-- Aim of the exercise --
Please state how many lines in the records below contain the word "positive", giving only the number.

-- Records for the task --
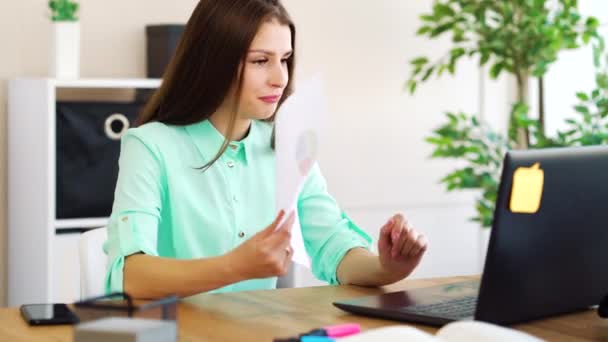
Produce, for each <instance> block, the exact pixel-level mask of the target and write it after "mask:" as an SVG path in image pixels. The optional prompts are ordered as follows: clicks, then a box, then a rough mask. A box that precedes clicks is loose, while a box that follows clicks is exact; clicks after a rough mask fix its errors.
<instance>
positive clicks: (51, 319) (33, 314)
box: [19, 304, 79, 325]
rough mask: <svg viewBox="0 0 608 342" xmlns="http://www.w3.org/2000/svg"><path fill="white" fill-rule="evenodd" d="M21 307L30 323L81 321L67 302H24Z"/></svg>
mask: <svg viewBox="0 0 608 342" xmlns="http://www.w3.org/2000/svg"><path fill="white" fill-rule="evenodd" d="M19 309H20V311H21V316H23V319H25V321H26V322H27V323H28V324H29V325H52V324H76V323H78V321H79V319H78V316H76V314H74V312H72V310H70V308H69V307H68V306H67V305H66V304H24V305H21V307H20V308H19Z"/></svg>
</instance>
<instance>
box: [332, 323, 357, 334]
mask: <svg viewBox="0 0 608 342" xmlns="http://www.w3.org/2000/svg"><path fill="white" fill-rule="evenodd" d="M323 330H325V333H326V336H328V337H344V336H350V335H354V334H358V333H360V332H361V326H360V325H359V324H356V323H348V324H338V325H330V326H327V327H324V328H323Z"/></svg>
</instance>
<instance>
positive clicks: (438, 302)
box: [333, 146, 608, 326]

-- Solution for this task --
2